[[ SELECTED EXCERPT, beginning ]]

My time at sea has been nothing short of exceptional. Trying, yes, but rewarding in ways which my pollywog, landlubber of a past self could have never predicted. I have been fortunate in life to explore both the natural world and my place in it, yet nothing quite prepared me for this current adventure. When I started the program, I had few expectations and was simply following a love for the marine and a fascination with sailing. What I have found is an unexpectedly beautiful connection to those who have come before me and those who will follow, while deepening my own appreciation for life itself.
It is a unique feeling to be out at sea, hundreds of miles from the nearest spec of land, with only a ship to carry you to safety. I feel small and isolated, yet deeply tied to past generations who experienced similar feelings first-hand. I feel connected to the millions of individuals who crossed oceans on voyages of exploration or relocation; to those who travelled on their own accord or were forced to against their will. Sailing on this tall ship has given me a framework through which to consider the fictional and historical accounts of humans on the sea. What was going through their minds? What were the roughest seas they faced, and did they know how to swim? Did they feel the same awe I do or did their circumstances prevent the slightest glimmer of hope? In these thoughts, I can’t help but have a great appreciation for modern technology. Prior generations did not have such luxuries. There were no GPSs, no inflatable life rafts, no refrigeration to keep vegetables fresh, no drugs to prevent seasickness, and no motor for the windless Doldrums where ships of old could be stuck for months.
Despite the privilege of modern technology and my excitement towards the adventure, life at sea is a challenge. There are days when all I want to do is get off this endlessly rocking hunk of metal and curl up in a cozy, stationary bed. The sea sickness (even with medication), the isolation from family and friends, the roughness and unknowns of the ocean, and the vast emptiness of one’s surroundings can steadily wear you down. But the difficult days are infrequent and have the wonderful side effect of providing an immense sense of gratitude for the days of good health and a clear mind. The lows highlight even the simplest things in life, and what an incredible nebula of joy life at sea can be.

[[ SELECTED EXCERPT, end ]]

- **DIRECTIONS FOR THIS TASK**
State whether each statement agrees with the passage on life at sea, answering yes or no and quoting the words of the passage that decide it: (a) The writer began the program with high expectations. (b) The writer suffered seasickness despite taking medication. (c) The writer describes the difficult days as infrequent.

[[ ENTRIES PROVIDED, beginning ]]

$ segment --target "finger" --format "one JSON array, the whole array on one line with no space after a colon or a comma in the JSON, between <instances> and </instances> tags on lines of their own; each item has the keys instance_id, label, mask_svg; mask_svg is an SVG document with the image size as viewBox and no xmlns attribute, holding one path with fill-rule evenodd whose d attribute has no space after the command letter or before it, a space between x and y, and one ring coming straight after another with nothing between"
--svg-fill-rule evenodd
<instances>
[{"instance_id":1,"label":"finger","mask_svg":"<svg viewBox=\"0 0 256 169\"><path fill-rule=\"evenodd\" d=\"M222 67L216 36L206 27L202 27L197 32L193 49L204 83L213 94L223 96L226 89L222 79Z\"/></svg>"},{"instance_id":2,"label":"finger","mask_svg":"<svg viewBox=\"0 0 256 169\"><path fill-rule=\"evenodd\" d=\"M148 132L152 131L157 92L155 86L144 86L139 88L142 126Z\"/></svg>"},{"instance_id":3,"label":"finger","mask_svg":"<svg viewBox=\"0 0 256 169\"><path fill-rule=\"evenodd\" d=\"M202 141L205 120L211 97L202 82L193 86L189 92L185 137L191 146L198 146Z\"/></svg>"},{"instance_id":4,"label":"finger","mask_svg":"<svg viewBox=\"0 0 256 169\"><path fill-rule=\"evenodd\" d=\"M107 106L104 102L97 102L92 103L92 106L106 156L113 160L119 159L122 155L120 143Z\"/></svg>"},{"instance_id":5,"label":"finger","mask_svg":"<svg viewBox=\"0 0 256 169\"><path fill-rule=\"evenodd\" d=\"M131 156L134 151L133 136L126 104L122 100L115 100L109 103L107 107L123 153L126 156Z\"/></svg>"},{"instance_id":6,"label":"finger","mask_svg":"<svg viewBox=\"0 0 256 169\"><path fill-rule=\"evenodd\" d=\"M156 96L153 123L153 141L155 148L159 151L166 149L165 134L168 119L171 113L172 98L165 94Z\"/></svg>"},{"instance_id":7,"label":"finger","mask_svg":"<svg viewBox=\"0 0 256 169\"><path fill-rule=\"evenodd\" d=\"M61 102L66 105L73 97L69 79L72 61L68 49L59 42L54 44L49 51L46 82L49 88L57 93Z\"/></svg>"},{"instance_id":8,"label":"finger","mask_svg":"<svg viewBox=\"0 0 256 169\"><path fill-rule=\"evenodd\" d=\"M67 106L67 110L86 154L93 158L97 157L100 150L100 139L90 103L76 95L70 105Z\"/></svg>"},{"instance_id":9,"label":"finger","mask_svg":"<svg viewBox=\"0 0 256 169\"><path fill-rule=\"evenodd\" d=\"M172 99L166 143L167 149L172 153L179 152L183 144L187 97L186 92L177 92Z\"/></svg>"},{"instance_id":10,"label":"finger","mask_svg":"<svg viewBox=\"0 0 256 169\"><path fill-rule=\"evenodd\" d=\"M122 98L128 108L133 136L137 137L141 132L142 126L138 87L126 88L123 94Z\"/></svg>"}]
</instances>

[[ ENTRIES PROVIDED, end ]]

- **RESULT OF THE TASK**
(a) No: "I had few expectations"
(b) Yes: "The sea sickness (even with medication)"
(c) Yes: "the difficult days are infrequent"